Task 1: Reproduce the records below word for word, starting at the line containing "Provide the location of each instance of the wood look" and continuing through the end of the records.
── Given text ──
I knew if I was going to be finding a new job anyway, this would be a perfect opportunity to see the world.
So I quit, threw an ABBA party, moved out of my apartment, and started a new journey.
The Second Chapter
After traveling for 5 months, mostly in New Zealand, it was back to reality. I would have to work again eventually. The first retirement wasn’t meant to last.
But I got to thinking – if I don’t like the traditional workplace, it should be a fall back option, not the primary goal. This employment gap might be the best chance I have to start my own small business and work for myself in an area I’m passionate about.
It would mean going through a tough period with very little income, but if successful, I’d be in a much better position in the long run.
And if it didn’t work, at least I’d be able to go back to traditional employment knowing that I’d given it my all. No second guessing, wondering if there was a better way to make a living.
The business I started is 1-on-1 mentoring for kids who are learning to code. I’m able to make decisions to go about it the right way, not simply the easiest way to make money. I’m able to fit work around my life, not the other way around.
But What About Financial Freedom?
If I’m currently on third base, how do I reach home plate? My plan to get there is through passive income.
───
Task 2: According to the passage, what kind of business did the writer start?
── Dataset ──
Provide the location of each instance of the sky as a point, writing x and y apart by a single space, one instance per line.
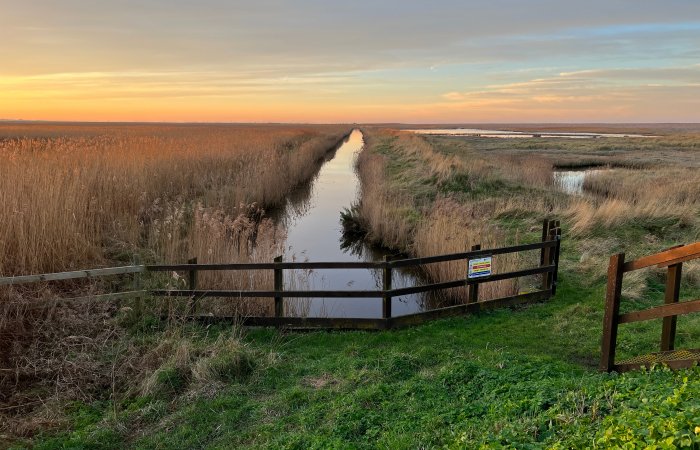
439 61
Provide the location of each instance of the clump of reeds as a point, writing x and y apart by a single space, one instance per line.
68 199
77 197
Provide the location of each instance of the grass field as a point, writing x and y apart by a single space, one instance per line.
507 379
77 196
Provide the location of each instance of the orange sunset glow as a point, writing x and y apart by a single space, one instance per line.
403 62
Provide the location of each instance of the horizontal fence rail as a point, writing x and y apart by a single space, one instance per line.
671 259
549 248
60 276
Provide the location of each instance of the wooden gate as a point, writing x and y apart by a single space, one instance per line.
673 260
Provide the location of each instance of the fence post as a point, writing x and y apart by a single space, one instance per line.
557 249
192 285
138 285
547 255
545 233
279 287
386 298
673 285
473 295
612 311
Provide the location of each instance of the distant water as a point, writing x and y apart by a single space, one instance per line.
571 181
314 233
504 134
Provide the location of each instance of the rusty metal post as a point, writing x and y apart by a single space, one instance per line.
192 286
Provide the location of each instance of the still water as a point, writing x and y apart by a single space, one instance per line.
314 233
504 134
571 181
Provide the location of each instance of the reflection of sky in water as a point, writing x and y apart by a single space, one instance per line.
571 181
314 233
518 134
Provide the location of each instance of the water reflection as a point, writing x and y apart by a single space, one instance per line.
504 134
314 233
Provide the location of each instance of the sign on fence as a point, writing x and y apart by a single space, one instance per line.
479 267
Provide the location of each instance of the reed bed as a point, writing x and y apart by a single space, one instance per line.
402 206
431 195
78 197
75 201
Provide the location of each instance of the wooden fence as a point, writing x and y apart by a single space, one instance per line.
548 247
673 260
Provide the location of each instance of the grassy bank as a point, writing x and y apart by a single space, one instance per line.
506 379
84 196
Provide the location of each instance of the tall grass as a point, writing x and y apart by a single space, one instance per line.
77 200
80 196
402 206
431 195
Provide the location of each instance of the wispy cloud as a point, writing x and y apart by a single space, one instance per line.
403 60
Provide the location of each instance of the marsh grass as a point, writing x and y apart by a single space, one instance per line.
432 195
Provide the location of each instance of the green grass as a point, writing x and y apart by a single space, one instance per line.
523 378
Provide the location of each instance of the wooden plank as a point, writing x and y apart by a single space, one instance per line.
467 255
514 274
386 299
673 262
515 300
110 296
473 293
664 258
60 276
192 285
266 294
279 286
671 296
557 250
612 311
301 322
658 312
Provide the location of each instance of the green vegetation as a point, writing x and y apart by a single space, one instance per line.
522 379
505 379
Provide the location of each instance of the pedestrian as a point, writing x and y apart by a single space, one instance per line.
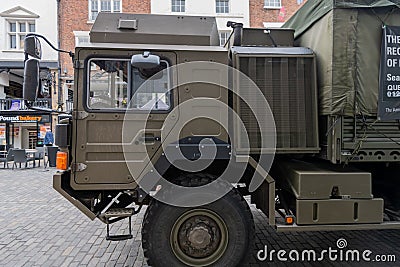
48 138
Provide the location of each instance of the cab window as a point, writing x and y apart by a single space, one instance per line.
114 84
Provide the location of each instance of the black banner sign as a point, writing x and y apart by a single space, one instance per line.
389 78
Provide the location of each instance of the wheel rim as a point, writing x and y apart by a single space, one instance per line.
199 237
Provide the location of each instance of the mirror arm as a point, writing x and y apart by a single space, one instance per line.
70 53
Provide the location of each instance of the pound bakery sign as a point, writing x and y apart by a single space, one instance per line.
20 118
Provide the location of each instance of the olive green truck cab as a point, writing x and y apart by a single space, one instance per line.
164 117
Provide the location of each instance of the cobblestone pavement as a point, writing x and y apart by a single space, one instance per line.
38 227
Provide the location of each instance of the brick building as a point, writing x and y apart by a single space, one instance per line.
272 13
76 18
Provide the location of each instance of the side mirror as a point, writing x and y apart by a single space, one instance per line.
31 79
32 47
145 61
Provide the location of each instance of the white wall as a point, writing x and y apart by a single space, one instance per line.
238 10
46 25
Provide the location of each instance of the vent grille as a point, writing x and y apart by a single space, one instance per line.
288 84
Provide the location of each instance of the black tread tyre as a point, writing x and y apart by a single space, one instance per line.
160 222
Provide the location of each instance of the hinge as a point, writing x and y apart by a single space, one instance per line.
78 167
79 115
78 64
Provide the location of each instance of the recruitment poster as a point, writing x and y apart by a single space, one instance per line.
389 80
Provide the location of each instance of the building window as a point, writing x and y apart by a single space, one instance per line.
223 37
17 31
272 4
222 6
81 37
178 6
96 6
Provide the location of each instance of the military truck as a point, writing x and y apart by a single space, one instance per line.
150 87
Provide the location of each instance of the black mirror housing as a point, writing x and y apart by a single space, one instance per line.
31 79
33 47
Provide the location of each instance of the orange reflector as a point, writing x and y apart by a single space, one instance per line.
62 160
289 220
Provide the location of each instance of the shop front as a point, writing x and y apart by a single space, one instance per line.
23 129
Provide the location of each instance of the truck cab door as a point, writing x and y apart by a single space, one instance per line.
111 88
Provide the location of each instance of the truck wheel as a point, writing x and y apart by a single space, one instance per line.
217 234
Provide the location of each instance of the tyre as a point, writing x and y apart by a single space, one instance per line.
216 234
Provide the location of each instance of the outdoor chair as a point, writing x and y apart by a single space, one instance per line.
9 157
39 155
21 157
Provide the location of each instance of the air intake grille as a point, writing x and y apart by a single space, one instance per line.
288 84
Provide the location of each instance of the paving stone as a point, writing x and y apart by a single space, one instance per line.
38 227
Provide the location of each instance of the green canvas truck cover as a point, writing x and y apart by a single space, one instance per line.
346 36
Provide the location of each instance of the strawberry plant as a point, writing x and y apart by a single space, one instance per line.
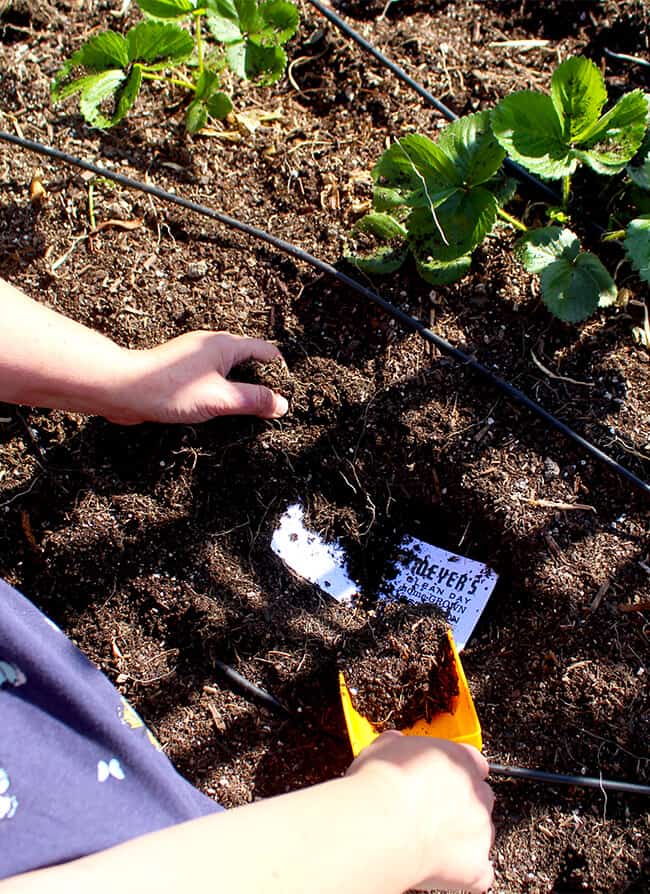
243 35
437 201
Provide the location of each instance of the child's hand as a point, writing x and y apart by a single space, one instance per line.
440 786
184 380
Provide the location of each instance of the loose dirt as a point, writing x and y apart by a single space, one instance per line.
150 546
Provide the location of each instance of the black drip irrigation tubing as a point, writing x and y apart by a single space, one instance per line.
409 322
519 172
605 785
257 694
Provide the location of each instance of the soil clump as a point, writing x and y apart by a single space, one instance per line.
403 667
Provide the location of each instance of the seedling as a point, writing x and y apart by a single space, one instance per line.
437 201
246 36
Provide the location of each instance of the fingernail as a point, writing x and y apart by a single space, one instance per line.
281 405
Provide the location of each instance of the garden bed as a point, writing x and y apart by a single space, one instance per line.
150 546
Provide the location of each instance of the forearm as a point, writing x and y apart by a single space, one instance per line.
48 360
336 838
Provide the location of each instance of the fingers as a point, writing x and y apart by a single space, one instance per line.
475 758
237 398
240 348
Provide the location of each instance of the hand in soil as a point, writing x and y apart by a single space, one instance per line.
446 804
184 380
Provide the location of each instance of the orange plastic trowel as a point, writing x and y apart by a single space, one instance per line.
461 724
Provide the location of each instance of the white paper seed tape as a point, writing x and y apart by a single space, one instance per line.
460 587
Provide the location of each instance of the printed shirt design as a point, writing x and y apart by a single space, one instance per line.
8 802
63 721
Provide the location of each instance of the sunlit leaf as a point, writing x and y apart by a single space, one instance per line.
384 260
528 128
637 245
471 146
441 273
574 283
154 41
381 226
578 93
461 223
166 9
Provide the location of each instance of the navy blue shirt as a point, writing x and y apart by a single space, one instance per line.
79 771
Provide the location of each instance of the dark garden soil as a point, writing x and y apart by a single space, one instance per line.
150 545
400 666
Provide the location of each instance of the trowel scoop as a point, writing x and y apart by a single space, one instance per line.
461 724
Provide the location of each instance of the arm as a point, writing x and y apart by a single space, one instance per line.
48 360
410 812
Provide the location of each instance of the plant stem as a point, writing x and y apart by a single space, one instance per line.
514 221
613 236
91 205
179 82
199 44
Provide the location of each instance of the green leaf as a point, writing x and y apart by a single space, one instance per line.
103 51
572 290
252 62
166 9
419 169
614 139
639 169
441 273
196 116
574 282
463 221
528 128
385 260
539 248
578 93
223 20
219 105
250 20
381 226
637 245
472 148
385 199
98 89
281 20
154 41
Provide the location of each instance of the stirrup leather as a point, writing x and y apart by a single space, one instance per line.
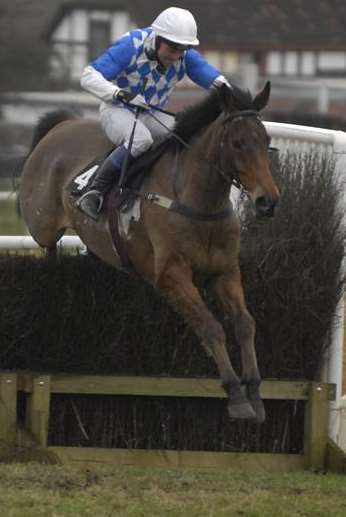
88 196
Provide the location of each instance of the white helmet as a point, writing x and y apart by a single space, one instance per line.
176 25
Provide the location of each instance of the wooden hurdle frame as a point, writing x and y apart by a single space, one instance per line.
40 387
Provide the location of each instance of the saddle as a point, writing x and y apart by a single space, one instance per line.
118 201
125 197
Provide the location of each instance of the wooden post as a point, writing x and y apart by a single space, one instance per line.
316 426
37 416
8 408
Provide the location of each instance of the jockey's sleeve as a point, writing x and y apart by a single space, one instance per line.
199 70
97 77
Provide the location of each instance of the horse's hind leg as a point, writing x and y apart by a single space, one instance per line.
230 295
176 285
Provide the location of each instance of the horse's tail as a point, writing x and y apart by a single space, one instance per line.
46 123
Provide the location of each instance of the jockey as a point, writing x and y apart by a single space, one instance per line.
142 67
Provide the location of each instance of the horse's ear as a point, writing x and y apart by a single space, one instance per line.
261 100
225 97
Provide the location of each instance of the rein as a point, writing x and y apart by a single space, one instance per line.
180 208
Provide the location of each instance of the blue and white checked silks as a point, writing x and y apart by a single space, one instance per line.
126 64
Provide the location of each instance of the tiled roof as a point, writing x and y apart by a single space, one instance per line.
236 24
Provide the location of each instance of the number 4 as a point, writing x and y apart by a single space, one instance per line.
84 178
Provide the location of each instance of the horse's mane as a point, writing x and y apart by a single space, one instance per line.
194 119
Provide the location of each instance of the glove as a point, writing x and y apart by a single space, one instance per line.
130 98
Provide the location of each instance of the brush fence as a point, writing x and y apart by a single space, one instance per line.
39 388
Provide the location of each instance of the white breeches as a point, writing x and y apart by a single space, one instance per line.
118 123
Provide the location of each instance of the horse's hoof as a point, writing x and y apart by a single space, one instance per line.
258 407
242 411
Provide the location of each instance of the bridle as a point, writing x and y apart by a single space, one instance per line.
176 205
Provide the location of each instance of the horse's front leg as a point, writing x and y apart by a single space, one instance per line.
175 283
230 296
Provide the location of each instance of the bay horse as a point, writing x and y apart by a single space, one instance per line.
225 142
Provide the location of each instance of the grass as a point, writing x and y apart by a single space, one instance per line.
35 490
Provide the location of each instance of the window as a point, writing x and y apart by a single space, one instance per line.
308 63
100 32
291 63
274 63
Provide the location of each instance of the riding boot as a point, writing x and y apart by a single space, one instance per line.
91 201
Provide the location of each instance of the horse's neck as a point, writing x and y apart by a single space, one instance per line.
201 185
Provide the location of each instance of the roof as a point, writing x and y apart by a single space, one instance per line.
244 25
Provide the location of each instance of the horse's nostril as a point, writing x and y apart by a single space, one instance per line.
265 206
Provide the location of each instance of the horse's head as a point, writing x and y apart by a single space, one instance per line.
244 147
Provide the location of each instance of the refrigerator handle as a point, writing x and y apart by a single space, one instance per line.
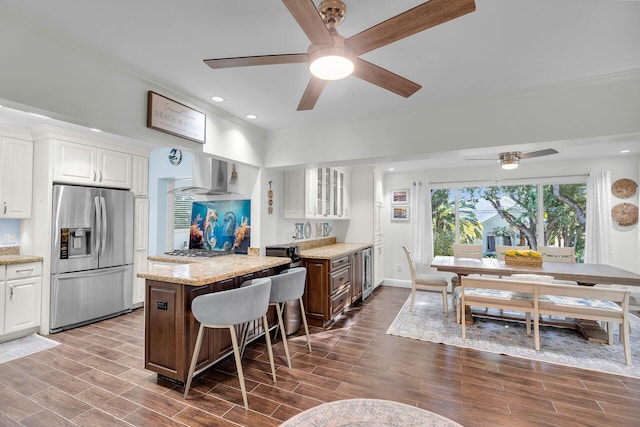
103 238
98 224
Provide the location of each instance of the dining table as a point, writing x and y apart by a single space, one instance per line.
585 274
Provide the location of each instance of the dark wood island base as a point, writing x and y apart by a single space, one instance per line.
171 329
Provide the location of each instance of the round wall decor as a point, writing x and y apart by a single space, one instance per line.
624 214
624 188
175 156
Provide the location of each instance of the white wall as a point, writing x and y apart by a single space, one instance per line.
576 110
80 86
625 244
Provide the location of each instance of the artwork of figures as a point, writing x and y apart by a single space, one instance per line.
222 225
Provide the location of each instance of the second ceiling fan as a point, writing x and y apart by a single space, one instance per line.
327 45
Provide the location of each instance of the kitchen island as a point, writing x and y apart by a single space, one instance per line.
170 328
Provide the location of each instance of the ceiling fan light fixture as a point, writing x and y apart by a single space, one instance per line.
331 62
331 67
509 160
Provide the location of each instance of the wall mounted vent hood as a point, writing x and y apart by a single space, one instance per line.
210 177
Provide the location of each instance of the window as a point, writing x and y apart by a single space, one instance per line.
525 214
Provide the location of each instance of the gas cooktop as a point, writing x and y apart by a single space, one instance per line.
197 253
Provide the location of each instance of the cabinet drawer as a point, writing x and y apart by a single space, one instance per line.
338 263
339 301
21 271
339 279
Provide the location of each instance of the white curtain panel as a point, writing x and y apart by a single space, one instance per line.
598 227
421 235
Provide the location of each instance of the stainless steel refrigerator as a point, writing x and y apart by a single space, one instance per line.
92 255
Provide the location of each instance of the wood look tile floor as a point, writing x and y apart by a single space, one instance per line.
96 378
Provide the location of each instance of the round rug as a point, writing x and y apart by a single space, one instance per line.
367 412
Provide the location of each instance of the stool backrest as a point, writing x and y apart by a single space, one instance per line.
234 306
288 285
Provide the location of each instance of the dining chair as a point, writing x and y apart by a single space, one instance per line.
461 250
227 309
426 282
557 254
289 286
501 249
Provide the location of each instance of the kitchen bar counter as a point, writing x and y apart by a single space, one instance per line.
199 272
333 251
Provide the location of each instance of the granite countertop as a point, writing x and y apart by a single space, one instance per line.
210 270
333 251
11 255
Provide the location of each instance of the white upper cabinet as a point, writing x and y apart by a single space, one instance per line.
───
Exercise result 1:
Provide the location of each instance of the wood look tile floor as a point, writing x and y apart by a single space, one instance per line.
96 378
Provide the location of each instance of the round rug as a point, writing x and y apart by a single space, one instance per line.
367 412
Provide the location of each instance of the stool backrest as a point, writing x and y apart by a single space, one instance per line.
234 306
288 285
Provide the location of each instance of the dining chair as a point, writing x and y apart by a single space, one instance per line.
461 250
227 309
426 282
557 254
289 286
501 249
Provide the location of each instance of the kitchen bar counter as a point, writing x and y apart by a single space, one instance per line.
199 272
333 251
Provide the location of each instance of the granite countertop as a point, writing x and y apart by a single space, one instance per line.
210 270
333 251
11 255
Provide the location of each instance of the white upper cabinet as a point, writing x and y apart by a single space, one instance per line.

Exercise result 2: One-on-one mentoring for kids who are learning to code.